— EXERCISE DATA —
★ ★ ★

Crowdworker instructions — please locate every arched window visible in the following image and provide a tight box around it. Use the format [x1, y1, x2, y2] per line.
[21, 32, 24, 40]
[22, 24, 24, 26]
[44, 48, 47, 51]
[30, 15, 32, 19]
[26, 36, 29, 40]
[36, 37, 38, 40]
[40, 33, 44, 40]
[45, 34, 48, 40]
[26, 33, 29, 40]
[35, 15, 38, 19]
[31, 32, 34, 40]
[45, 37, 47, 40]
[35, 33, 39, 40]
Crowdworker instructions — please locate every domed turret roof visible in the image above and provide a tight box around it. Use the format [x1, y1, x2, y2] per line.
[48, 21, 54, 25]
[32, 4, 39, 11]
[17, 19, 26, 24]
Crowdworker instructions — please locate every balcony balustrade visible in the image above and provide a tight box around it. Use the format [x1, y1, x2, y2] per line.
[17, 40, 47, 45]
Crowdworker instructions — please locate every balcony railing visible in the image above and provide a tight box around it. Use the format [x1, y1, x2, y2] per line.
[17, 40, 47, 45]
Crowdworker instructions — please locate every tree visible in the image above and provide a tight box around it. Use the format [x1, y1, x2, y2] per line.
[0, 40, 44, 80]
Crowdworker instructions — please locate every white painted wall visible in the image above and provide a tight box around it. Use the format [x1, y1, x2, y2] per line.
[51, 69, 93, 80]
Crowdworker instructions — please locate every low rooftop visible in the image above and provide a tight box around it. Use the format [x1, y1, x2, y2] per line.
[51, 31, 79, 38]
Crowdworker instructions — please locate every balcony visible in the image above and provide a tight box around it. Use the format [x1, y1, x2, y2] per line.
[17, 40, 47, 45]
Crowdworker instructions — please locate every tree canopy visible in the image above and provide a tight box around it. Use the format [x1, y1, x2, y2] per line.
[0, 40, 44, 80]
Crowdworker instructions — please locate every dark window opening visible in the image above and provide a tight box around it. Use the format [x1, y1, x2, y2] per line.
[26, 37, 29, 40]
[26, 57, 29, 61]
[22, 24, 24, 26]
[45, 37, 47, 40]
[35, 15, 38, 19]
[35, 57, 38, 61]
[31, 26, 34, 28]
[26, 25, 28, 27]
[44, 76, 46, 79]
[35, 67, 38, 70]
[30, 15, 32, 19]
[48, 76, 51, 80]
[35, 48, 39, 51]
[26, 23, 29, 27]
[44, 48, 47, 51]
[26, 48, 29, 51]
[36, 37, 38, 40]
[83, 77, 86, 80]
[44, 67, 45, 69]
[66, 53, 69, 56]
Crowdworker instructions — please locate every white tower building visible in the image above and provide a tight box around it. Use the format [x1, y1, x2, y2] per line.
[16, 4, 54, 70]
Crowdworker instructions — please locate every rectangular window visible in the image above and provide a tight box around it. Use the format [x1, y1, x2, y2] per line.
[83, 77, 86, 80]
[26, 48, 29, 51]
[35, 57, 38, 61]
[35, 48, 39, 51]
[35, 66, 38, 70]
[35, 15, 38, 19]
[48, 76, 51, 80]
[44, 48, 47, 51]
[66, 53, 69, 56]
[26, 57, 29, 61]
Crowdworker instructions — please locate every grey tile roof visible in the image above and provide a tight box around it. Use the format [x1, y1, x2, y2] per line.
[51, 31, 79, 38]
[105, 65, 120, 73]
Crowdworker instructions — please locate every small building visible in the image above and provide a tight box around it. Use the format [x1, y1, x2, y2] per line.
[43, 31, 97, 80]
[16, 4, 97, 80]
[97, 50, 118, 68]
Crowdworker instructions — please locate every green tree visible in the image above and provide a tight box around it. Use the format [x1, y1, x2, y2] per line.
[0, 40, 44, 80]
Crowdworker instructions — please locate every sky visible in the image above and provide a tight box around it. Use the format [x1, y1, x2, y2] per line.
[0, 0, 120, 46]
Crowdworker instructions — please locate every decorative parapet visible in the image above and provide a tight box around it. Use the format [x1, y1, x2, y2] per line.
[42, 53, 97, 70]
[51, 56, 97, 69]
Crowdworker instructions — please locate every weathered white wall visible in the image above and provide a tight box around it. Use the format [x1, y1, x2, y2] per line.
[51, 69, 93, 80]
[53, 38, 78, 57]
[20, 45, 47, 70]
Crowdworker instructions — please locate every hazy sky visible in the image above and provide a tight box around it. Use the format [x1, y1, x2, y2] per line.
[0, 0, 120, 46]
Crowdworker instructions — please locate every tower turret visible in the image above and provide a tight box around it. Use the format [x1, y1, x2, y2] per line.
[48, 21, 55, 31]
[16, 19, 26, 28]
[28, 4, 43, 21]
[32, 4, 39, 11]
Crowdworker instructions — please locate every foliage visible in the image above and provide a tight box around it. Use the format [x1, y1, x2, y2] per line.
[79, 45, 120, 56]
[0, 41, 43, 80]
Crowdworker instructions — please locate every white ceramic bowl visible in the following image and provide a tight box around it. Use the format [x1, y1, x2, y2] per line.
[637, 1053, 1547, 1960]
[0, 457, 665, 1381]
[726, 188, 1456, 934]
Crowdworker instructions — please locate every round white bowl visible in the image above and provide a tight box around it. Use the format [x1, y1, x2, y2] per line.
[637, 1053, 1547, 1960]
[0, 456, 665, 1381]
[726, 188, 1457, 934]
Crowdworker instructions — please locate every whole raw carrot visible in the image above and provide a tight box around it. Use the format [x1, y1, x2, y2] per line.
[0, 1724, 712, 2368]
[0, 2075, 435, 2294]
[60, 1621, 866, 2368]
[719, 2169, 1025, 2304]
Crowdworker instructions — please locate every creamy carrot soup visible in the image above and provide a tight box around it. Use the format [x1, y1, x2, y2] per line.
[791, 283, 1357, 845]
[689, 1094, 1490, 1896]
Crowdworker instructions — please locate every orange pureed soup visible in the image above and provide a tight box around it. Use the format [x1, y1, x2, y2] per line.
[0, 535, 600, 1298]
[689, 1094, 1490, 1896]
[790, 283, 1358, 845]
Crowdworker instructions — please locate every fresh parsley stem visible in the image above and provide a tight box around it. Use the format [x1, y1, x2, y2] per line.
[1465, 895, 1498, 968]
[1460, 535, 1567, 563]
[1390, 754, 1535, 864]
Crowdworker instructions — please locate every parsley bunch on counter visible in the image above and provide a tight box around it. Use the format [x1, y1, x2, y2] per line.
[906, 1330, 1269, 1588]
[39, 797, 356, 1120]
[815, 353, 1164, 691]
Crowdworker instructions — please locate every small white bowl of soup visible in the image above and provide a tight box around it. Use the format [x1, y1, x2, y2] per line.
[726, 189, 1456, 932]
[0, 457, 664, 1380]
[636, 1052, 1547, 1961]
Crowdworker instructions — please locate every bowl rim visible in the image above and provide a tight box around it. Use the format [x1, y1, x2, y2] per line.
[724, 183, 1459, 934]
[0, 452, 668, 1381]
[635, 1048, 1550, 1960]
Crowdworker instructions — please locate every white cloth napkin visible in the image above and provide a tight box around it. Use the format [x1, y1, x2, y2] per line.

★ ★ ★

— PROBLEM DESCRIPTION —
Write out each entry above exactly as it is written.

— YOUR RESPONSE —
Crowdworker instructions — please locate every arched window visible in the following image and provide a tight box around it. Use the format [x1, y1, x2, y2] per line.
[21, 32, 24, 40]
[22, 24, 24, 26]
[44, 48, 47, 51]
[30, 15, 32, 19]
[26, 36, 29, 40]
[36, 37, 38, 40]
[40, 33, 44, 40]
[45, 34, 48, 40]
[26, 33, 29, 40]
[35, 15, 38, 19]
[31, 32, 34, 40]
[45, 37, 47, 40]
[35, 33, 39, 40]
Crowdworker instructions — please locate every domed turret roof visible in the image above and provide a tight box around it. Use the format [x1, y1, x2, y2] per line.
[48, 21, 54, 25]
[32, 4, 39, 11]
[17, 19, 26, 24]
Crowdworker instructions — please locate every balcony balustrade visible in the image above and provide a tight box around it. Use the format [x1, y1, x2, y2] per line.
[17, 40, 47, 45]
Crowdworker instructions — please locate every balcony railing visible in the image above and provide a tight box around it. Use the format [x1, y1, x2, y2] per line.
[17, 40, 47, 45]
Crowdworker instructions — please locate every tree visible in the image above and provide a tight box around it. Use the format [x1, y1, x2, y2] per line.
[0, 40, 44, 80]
Crowdworker instructions — please locate every white painted wall visible in the image above and provide a tight box around it. Use the format [x1, y1, x2, y2] per line.
[51, 69, 93, 80]
Crowdworker instructions — please locate every low rooftop visible in the image above and provide a tight box around it. Use the format [x1, y1, x2, y2] per line.
[51, 31, 79, 38]
Crowdworker instructions — please locate every balcony visible in the image above and provide a tight box around it. Use the format [x1, y1, x2, y2] per line.
[17, 40, 47, 45]
Crowdworker instructions — please locate every tree canopy visible in the image above and provide a tight box around it. Use the format [x1, y1, x2, y2] per line.
[0, 40, 44, 80]
Crowdworker instructions — please locate every dark window opening visible in the image above and provide a tight box around it. Use the format [x1, y1, x2, y2] per line.
[26, 37, 29, 40]
[26, 57, 29, 61]
[22, 24, 24, 26]
[45, 37, 47, 40]
[35, 15, 38, 19]
[35, 57, 38, 61]
[31, 26, 34, 28]
[26, 25, 28, 27]
[44, 76, 46, 79]
[35, 67, 38, 70]
[30, 15, 32, 19]
[48, 76, 51, 80]
[35, 48, 39, 51]
[26, 23, 29, 27]
[44, 48, 47, 51]
[26, 48, 29, 51]
[36, 37, 38, 40]
[83, 77, 86, 80]
[44, 67, 45, 69]
[66, 53, 69, 56]
Crowdworker instructions — please locate every white tower building visible in the image above and provide a tight box around it. Use the format [x1, y1, x2, y2] per line.
[16, 4, 54, 70]
Crowdworker instructions — please locate every rectangular window visible in the image above and provide a tight box around it. Use the format [x1, y1, x2, y2] per line.
[83, 77, 86, 80]
[26, 48, 29, 51]
[35, 57, 38, 61]
[35, 48, 39, 51]
[35, 66, 38, 70]
[35, 15, 38, 19]
[48, 76, 51, 80]
[44, 48, 47, 51]
[66, 53, 69, 56]
[26, 57, 29, 61]
Crowdworker instructions — please locate every grey tile roof visible in the image above and provide a tight box around it. Use the format [x1, y1, x2, y2] per line.
[51, 31, 79, 38]
[105, 65, 120, 73]
Crowdworker instructions — please locate every small building visible in the image above and provide a tight box around it. Use the format [x1, y1, x2, y2] per line.
[43, 31, 97, 80]
[16, 4, 97, 80]
[97, 50, 118, 68]
Crowdworker instructions — please locate every green tree visible in the image above and provide a tight box around it. Use the format [x1, y1, x2, y2] per line.
[0, 40, 44, 80]
Crowdworker instructions — please locate every sky visible in the image above and provide a tight box around it. Use the format [x1, y1, x2, y2] per line.
[0, 0, 120, 46]
Crowdworker instructions — please locate every decorative parapet visible in the image above and provide a tight box around it. Use the format [x1, y1, x2, y2] per line.
[42, 53, 97, 70]
[51, 56, 97, 69]
Crowdworker instructions — please locate every weathered white wall visible in the image above and provide a tight box around it. Use the format [x1, y1, x2, y2] per line.
[51, 69, 93, 80]
[53, 38, 78, 57]
[20, 45, 47, 70]
Crowdworker instructions — please locate every hazy sky visible in the image above and provide a tight box around it. Use the format [x1, y1, x2, y2] per line.
[0, 0, 120, 46]
Crowdworker instructions — please locate every tower turret visible in the image above and provide a tight box around it. Use the format [x1, y1, x2, y2] per line.
[48, 21, 55, 31]
[16, 19, 26, 28]
[28, 4, 43, 21]
[32, 4, 39, 11]
Crowdworker instructions — please locate every foliage visible in the image above and provide a tight box around it. Use the format [x1, y1, x2, y2] per line.
[79, 45, 120, 56]
[0, 41, 43, 80]
Crowdworker instructions — please locate every white ceramic bowl visible in the following image and provide a tight box around it. Use the format [x1, y1, x2, y2] per line.
[637, 1053, 1547, 1960]
[0, 457, 665, 1381]
[726, 188, 1456, 934]
Crowdworker instructions — please locate every round white bowl visible in the image above and provide a tight box around it. Use the format [x1, y1, x2, y2] per line.
[637, 1053, 1547, 1960]
[0, 456, 665, 1381]
[726, 188, 1457, 934]
Crowdworker instructions — please locate every whole raw carrot visible in the image above and provide a tight box around it. Use the format [x1, y1, x2, y2] per line.
[0, 1724, 712, 2368]
[0, 2075, 435, 2294]
[60, 1621, 866, 2368]
[719, 2169, 1025, 2304]
Crowdworker instructions — please locate every creamy carrot soup visible in the image above and provide a tight box around it. Use the format [x1, y1, x2, y2] per line.
[791, 283, 1357, 845]
[689, 1094, 1490, 1896]
Crowdworker instructions — please locate every orange pureed soup visible in the image above and provide a tight box around it. Use the format [x1, y1, x2, y2] per line.
[0, 535, 600, 1298]
[689, 1094, 1490, 1896]
[790, 283, 1358, 845]
Crowdworker instructions — please locate every fresh parsley stem visible in the image above and provide a tight box around it. Use the format [x1, y1, x2, y2] per line.
[1465, 895, 1498, 968]
[1460, 535, 1567, 563]
[1390, 754, 1535, 864]
Crowdworker instructions — please locate every parsley bunch on counter visible in the image above and provide a tight box around it. Use the format [x1, y1, x2, y2] per line.
[906, 1330, 1269, 1588]
[39, 797, 356, 1120]
[815, 353, 1164, 691]
Crowdworker instructions — please locate every small white bowl of soup visible in the image above and provide a tight box around it. Use the format [x1, y1, x2, y2] per line.
[726, 189, 1456, 932]
[0, 457, 664, 1380]
[636, 1052, 1547, 1961]
Crowdworker instructions — please locate every bowl rim visible in the image above and provide a tight box around it. Use the format [x1, y1, x2, y2] per line.
[724, 183, 1459, 934]
[0, 452, 668, 1381]
[635, 1048, 1550, 1960]
Crowdworker instructions — please locate every white cloth napkin visible in the image above and provide a tight box around it. Use the format [x1, y1, x2, y2] per line.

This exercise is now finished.